**MATERIAL SHOWN**
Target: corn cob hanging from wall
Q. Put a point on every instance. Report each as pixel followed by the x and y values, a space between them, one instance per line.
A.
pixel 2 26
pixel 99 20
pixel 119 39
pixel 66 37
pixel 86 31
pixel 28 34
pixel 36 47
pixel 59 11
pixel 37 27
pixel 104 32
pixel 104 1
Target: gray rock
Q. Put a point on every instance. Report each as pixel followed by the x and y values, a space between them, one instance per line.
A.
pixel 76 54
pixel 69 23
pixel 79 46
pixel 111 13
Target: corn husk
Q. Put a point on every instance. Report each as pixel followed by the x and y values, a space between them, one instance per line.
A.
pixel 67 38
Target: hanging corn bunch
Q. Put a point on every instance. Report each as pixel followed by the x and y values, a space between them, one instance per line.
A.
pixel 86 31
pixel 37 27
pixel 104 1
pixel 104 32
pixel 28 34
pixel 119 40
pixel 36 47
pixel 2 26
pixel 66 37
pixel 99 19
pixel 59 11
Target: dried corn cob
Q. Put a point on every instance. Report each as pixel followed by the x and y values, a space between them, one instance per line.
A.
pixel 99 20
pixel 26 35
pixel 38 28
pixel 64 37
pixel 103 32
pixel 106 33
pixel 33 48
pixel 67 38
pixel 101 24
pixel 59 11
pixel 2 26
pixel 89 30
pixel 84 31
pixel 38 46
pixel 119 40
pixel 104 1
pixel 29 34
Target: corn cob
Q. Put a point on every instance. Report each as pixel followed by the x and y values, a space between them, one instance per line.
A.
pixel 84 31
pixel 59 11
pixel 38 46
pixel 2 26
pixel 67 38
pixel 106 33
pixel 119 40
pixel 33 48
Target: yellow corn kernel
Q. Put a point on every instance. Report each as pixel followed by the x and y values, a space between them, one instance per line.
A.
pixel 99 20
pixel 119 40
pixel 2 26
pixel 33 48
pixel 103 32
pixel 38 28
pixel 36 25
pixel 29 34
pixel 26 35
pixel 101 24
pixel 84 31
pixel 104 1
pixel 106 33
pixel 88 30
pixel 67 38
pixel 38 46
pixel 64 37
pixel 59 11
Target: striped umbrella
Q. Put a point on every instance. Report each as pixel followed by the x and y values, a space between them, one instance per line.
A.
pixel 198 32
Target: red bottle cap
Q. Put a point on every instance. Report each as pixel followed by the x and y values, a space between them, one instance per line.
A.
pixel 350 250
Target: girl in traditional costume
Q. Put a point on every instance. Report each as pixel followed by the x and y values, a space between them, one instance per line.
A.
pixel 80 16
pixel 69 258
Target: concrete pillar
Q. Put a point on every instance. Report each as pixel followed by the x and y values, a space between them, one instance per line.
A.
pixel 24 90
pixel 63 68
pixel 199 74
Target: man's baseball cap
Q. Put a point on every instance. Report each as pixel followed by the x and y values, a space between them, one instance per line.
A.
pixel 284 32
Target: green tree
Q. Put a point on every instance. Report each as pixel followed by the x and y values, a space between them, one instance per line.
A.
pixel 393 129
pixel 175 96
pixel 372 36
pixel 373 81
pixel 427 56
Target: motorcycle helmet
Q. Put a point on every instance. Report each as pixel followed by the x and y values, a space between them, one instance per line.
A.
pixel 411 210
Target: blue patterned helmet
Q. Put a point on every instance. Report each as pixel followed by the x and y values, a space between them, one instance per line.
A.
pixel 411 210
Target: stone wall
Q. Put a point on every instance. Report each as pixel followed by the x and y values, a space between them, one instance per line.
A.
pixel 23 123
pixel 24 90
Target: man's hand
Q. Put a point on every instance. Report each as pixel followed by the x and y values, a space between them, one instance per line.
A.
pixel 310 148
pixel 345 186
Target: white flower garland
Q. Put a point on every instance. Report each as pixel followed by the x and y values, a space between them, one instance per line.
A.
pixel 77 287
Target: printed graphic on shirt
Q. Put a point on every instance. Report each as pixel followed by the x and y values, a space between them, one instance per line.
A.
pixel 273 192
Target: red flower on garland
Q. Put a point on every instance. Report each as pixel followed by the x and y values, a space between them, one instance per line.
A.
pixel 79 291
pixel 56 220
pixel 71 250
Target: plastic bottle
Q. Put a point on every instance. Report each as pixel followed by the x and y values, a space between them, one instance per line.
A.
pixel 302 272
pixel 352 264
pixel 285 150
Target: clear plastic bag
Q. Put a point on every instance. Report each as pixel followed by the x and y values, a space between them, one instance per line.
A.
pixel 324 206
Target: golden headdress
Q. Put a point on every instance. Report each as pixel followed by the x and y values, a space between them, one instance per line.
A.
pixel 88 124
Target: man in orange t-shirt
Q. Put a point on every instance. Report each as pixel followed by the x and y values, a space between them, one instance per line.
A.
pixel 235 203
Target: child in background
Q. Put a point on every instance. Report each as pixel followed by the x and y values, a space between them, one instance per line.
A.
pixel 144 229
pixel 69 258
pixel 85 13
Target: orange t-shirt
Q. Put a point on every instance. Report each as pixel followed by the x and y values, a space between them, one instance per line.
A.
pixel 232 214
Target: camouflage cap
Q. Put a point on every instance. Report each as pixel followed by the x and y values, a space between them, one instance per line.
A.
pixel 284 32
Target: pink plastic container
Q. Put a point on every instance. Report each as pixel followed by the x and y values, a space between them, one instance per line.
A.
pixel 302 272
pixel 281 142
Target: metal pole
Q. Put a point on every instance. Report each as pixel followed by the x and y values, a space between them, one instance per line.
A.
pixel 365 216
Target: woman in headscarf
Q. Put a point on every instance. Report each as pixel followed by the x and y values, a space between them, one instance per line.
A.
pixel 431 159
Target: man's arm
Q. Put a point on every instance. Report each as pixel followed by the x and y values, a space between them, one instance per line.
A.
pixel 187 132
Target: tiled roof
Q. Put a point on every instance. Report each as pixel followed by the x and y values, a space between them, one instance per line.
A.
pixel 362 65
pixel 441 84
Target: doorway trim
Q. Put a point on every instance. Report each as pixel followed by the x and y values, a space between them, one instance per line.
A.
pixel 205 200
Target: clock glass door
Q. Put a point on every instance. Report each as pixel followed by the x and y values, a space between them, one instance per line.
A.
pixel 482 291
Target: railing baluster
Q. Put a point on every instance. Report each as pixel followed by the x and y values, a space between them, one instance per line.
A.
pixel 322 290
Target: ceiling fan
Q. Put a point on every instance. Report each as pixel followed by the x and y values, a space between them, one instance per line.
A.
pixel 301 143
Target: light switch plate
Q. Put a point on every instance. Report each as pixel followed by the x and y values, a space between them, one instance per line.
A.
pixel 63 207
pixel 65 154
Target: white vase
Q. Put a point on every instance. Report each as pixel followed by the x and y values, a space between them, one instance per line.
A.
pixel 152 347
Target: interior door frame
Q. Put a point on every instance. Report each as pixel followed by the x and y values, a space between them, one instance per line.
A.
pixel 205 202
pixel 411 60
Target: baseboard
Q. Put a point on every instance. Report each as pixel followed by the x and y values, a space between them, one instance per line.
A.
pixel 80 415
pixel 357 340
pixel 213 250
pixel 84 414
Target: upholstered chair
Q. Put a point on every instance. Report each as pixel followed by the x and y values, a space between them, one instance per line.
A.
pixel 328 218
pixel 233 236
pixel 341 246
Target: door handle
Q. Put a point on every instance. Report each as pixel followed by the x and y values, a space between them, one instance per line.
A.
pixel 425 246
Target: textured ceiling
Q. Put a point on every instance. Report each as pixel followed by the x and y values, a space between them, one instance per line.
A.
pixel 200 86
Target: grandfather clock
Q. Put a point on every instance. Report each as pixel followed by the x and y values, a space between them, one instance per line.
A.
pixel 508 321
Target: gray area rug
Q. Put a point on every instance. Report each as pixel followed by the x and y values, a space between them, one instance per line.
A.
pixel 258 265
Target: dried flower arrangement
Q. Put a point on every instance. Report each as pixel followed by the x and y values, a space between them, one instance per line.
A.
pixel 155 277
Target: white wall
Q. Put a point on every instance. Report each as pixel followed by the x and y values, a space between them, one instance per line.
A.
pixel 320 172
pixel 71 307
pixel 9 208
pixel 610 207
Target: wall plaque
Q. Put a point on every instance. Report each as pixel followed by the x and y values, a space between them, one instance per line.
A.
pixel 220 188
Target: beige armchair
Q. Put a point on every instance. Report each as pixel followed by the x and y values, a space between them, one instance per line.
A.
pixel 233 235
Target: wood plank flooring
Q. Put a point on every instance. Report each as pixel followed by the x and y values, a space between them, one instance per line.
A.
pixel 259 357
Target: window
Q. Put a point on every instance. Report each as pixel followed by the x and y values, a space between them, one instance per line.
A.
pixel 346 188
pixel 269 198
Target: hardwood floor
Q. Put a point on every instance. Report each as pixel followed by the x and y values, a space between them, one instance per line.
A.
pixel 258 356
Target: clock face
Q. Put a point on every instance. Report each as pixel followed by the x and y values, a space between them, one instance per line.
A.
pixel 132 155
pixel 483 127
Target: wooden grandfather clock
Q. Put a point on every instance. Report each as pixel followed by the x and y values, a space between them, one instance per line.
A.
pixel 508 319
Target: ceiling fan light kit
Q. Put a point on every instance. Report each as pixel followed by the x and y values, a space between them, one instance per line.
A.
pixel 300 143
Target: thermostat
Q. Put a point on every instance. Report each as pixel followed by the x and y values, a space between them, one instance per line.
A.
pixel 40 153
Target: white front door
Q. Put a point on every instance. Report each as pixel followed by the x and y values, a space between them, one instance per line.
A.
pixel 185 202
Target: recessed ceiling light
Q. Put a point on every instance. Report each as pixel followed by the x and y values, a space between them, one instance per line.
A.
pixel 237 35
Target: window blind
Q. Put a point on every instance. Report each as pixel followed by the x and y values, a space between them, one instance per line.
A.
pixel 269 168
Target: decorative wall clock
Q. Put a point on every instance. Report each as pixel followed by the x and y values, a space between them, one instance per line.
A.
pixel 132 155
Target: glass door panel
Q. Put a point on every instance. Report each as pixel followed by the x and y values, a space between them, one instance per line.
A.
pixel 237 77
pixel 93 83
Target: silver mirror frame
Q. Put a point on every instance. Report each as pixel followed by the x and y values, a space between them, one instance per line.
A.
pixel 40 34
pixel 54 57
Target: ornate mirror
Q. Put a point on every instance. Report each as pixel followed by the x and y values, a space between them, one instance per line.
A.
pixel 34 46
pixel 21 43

**TASK OBJECTIVE**
Please copy the records word for word. Begin at the line that has "Target: baseboard" and stop after the line that has "pixel 341 246".

**THE OUTPUT**
Target: baseboard
Q. Put a point on every instance. Report each as pixel followed by the x and y values, a space between them, one instance per line.
A.
pixel 80 415
pixel 357 340
pixel 213 250
pixel 84 414
Target: upholstered chair
Q. Put a point on every instance. Report each as pixel followed by the x and y values, a space between them, one instance per line.
A.
pixel 328 218
pixel 233 236
pixel 341 246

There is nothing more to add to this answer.